## Task description:
Starting at the line that contains "Mark a point on each instance of the stone pedestal" and continuing through the last of the items, swap "pedestal" for "plinth" and leave everything else as it is. Give back only those lines.

Items from a dataset

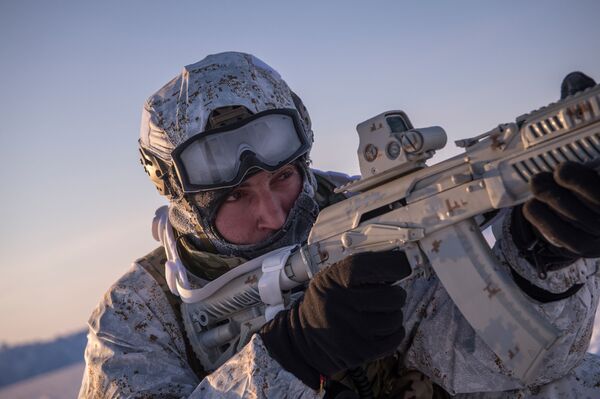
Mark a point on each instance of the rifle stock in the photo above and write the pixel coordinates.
(428, 211)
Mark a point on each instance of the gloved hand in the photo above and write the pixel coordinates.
(565, 212)
(350, 314)
(560, 224)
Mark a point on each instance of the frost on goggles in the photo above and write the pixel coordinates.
(222, 157)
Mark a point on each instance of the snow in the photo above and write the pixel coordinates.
(59, 384)
(65, 382)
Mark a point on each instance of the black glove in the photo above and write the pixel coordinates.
(564, 213)
(558, 226)
(350, 314)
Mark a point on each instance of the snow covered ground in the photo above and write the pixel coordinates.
(59, 384)
(64, 383)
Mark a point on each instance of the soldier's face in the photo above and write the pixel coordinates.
(259, 206)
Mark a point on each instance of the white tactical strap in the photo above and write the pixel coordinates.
(269, 285)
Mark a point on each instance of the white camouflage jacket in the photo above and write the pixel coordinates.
(136, 347)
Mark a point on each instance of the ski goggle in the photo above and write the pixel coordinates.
(222, 157)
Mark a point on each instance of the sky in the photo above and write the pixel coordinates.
(76, 206)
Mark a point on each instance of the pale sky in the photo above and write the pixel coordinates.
(76, 204)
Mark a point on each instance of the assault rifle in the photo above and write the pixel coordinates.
(426, 211)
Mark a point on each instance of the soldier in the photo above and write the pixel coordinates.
(227, 142)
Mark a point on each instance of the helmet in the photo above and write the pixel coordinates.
(223, 117)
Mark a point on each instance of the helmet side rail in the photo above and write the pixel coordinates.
(427, 211)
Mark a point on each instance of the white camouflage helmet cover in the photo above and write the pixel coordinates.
(181, 109)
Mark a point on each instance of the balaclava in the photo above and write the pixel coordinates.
(182, 109)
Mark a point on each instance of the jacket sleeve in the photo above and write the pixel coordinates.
(445, 347)
(135, 350)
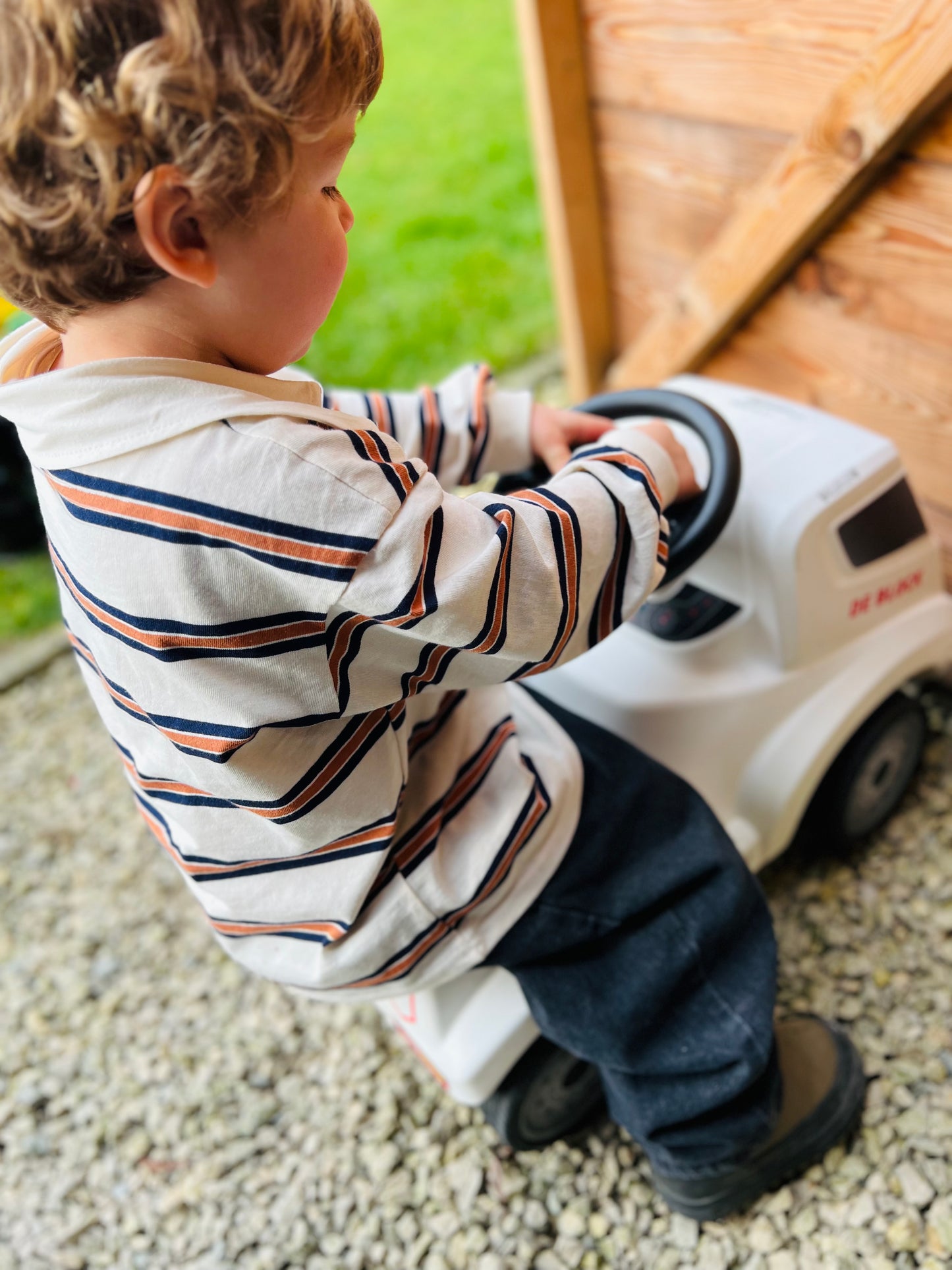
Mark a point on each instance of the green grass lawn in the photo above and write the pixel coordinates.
(447, 260)
(28, 598)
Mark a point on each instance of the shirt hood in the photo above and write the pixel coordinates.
(86, 413)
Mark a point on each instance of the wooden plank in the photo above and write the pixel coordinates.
(890, 264)
(669, 186)
(559, 105)
(934, 144)
(731, 61)
(899, 82)
(672, 183)
(805, 346)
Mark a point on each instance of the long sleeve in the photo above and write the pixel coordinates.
(468, 592)
(462, 430)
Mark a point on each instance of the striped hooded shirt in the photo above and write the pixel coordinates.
(305, 647)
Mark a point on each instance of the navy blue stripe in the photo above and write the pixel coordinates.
(161, 626)
(456, 916)
(385, 468)
(229, 516)
(312, 569)
(503, 534)
(309, 937)
(426, 732)
(597, 452)
(563, 564)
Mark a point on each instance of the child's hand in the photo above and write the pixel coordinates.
(553, 434)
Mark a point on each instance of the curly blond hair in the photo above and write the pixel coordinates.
(96, 93)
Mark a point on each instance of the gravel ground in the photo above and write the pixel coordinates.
(161, 1109)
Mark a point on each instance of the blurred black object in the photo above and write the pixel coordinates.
(20, 525)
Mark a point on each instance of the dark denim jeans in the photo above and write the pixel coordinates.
(652, 954)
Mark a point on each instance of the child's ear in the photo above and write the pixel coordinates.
(171, 227)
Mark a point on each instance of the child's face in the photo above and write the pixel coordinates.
(277, 282)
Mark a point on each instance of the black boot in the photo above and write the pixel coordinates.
(824, 1090)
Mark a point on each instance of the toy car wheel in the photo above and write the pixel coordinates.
(871, 775)
(549, 1095)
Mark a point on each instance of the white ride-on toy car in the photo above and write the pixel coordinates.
(804, 596)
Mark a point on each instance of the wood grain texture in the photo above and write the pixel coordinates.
(890, 264)
(805, 346)
(934, 142)
(733, 61)
(669, 186)
(559, 104)
(897, 84)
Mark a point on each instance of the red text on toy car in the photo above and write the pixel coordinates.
(885, 594)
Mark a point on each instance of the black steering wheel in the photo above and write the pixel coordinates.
(694, 522)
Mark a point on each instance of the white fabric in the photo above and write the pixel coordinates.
(300, 643)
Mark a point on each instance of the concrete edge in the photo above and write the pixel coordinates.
(26, 657)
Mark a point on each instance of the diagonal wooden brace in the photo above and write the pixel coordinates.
(868, 117)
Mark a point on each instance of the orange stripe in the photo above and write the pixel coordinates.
(378, 455)
(456, 794)
(184, 523)
(501, 590)
(196, 741)
(330, 929)
(538, 498)
(445, 927)
(159, 641)
(432, 424)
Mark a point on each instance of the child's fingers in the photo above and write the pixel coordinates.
(586, 427)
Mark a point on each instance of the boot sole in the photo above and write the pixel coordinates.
(837, 1116)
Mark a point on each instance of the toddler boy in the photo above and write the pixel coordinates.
(304, 645)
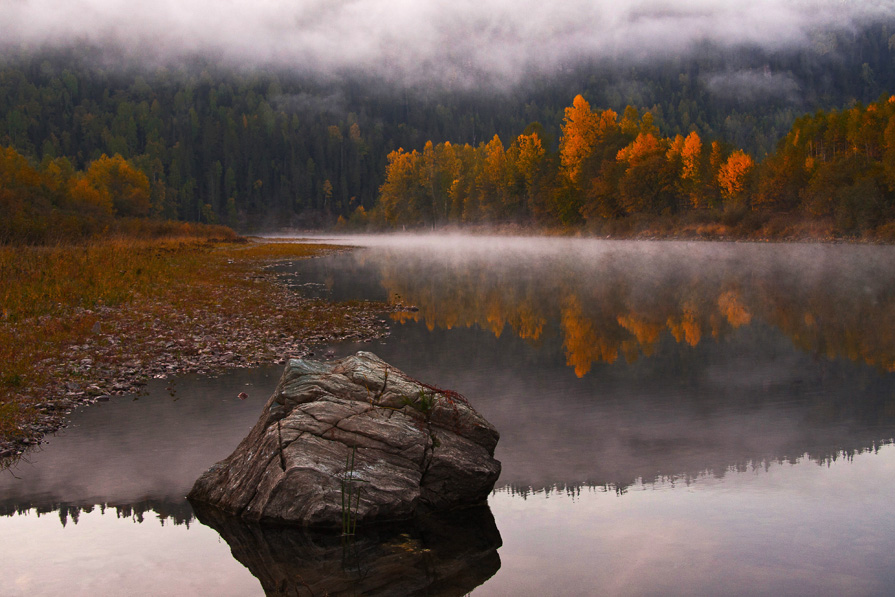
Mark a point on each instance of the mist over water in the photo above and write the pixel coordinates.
(675, 418)
(665, 360)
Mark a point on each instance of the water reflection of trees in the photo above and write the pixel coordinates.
(177, 513)
(612, 309)
(448, 554)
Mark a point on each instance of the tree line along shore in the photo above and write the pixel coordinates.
(832, 176)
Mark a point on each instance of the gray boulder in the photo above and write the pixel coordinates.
(354, 429)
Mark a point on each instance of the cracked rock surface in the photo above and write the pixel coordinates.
(357, 427)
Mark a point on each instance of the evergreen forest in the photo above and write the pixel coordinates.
(727, 132)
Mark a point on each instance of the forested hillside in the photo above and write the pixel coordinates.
(270, 147)
(835, 169)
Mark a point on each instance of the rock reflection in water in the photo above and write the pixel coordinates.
(437, 555)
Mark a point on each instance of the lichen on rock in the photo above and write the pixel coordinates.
(402, 448)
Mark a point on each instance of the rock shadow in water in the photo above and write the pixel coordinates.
(445, 554)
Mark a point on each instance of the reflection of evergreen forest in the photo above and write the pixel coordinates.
(606, 311)
(204, 143)
(174, 513)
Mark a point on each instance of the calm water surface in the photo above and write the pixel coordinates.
(675, 418)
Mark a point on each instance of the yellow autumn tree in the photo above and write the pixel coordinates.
(733, 175)
(117, 181)
(579, 135)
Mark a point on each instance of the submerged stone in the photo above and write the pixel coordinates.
(356, 440)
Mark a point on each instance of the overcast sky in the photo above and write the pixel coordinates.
(408, 40)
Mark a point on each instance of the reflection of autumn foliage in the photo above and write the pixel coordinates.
(584, 345)
(605, 314)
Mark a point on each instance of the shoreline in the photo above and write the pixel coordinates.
(130, 344)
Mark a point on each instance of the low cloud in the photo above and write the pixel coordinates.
(459, 42)
(753, 86)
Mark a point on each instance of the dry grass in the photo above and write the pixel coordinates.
(144, 295)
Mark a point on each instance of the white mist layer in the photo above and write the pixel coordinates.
(457, 42)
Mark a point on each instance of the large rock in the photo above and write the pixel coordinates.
(356, 428)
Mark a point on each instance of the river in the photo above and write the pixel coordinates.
(676, 418)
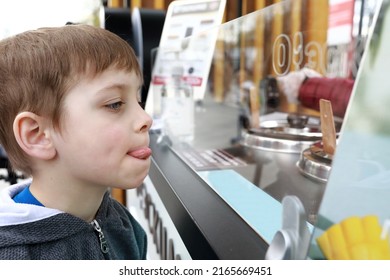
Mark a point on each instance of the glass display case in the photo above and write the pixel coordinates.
(265, 124)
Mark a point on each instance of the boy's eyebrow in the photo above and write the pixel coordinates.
(120, 86)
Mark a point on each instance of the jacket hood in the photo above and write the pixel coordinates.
(22, 224)
(12, 213)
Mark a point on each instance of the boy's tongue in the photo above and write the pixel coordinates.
(141, 153)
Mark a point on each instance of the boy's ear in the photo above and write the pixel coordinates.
(32, 132)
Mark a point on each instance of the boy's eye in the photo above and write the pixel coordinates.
(115, 106)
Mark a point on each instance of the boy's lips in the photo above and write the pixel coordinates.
(141, 153)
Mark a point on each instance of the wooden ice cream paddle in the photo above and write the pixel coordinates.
(327, 127)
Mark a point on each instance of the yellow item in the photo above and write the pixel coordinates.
(355, 239)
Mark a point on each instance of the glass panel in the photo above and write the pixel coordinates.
(255, 134)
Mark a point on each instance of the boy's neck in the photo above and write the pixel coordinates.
(82, 201)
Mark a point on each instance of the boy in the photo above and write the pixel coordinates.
(70, 120)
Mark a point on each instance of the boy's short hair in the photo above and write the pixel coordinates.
(39, 67)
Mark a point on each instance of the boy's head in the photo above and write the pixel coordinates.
(38, 68)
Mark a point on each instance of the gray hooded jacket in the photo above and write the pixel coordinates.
(35, 232)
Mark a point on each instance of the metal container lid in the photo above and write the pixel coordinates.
(284, 132)
(314, 163)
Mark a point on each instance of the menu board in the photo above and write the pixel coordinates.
(179, 50)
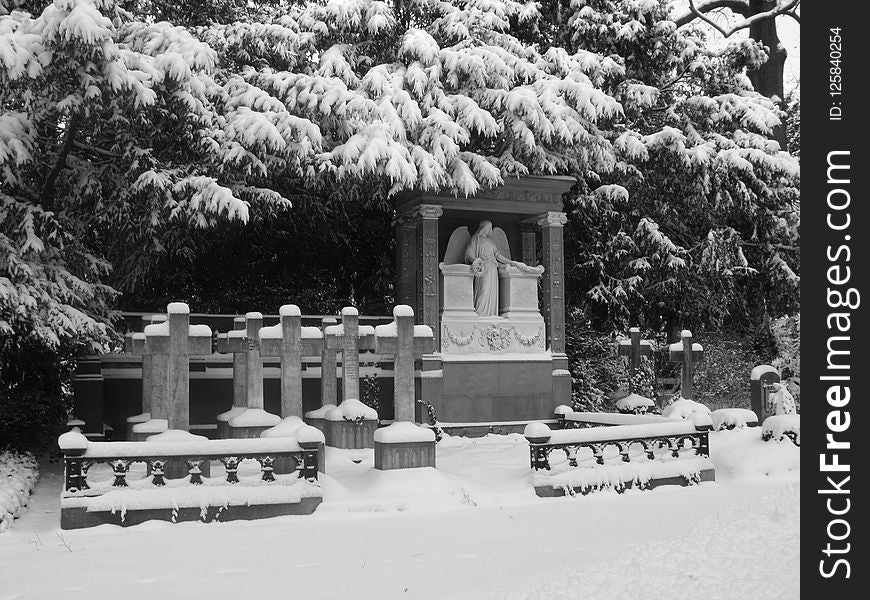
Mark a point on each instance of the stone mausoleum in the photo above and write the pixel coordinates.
(484, 272)
(499, 368)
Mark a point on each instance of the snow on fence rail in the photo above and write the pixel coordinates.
(169, 493)
(676, 438)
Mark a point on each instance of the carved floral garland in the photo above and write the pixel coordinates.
(496, 338)
(459, 340)
(528, 340)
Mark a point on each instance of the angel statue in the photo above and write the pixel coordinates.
(484, 251)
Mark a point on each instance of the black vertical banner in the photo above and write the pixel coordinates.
(834, 265)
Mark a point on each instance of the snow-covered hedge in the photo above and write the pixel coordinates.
(18, 475)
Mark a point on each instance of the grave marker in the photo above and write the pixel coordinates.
(253, 419)
(634, 348)
(406, 342)
(404, 444)
(239, 399)
(290, 341)
(151, 363)
(328, 370)
(349, 338)
(176, 340)
(688, 353)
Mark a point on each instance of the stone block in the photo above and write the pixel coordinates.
(247, 431)
(404, 455)
(350, 434)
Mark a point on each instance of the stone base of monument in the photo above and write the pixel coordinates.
(351, 434)
(351, 425)
(251, 423)
(223, 431)
(549, 491)
(489, 389)
(77, 517)
(404, 446)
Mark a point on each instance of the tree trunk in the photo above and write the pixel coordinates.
(768, 79)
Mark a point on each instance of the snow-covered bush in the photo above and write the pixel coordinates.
(778, 427)
(683, 408)
(634, 404)
(787, 338)
(18, 475)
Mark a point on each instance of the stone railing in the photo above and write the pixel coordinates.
(569, 419)
(261, 478)
(674, 436)
(194, 455)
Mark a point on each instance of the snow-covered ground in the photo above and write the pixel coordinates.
(472, 529)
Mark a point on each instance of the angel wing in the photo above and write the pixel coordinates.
(500, 239)
(455, 253)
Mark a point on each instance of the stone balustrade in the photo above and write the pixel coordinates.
(250, 488)
(672, 452)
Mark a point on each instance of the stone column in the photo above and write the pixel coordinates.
(291, 360)
(403, 361)
(528, 232)
(253, 362)
(350, 353)
(328, 375)
(239, 398)
(406, 261)
(554, 278)
(178, 366)
(427, 251)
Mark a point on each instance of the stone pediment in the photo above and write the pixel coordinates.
(524, 196)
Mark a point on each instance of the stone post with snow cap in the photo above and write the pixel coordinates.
(290, 341)
(240, 401)
(176, 340)
(349, 338)
(761, 381)
(688, 353)
(404, 444)
(634, 348)
(328, 375)
(153, 370)
(253, 420)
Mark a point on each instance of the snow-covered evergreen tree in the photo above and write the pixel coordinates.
(698, 223)
(119, 131)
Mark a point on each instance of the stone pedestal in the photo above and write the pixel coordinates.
(760, 377)
(317, 418)
(404, 455)
(223, 430)
(404, 445)
(251, 423)
(518, 294)
(351, 434)
(133, 421)
(351, 425)
(457, 283)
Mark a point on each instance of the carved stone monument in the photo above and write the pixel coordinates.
(499, 323)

## Solution to the problem:
Mark a point on each instance of the stone plinth in the photo above and write the pixel coordinates.
(760, 377)
(317, 418)
(404, 455)
(223, 430)
(404, 445)
(251, 423)
(518, 294)
(351, 434)
(133, 421)
(351, 425)
(457, 283)
Mark a point on each instance of the carved stone monument in the photo above and write the pixel coordinates.
(499, 323)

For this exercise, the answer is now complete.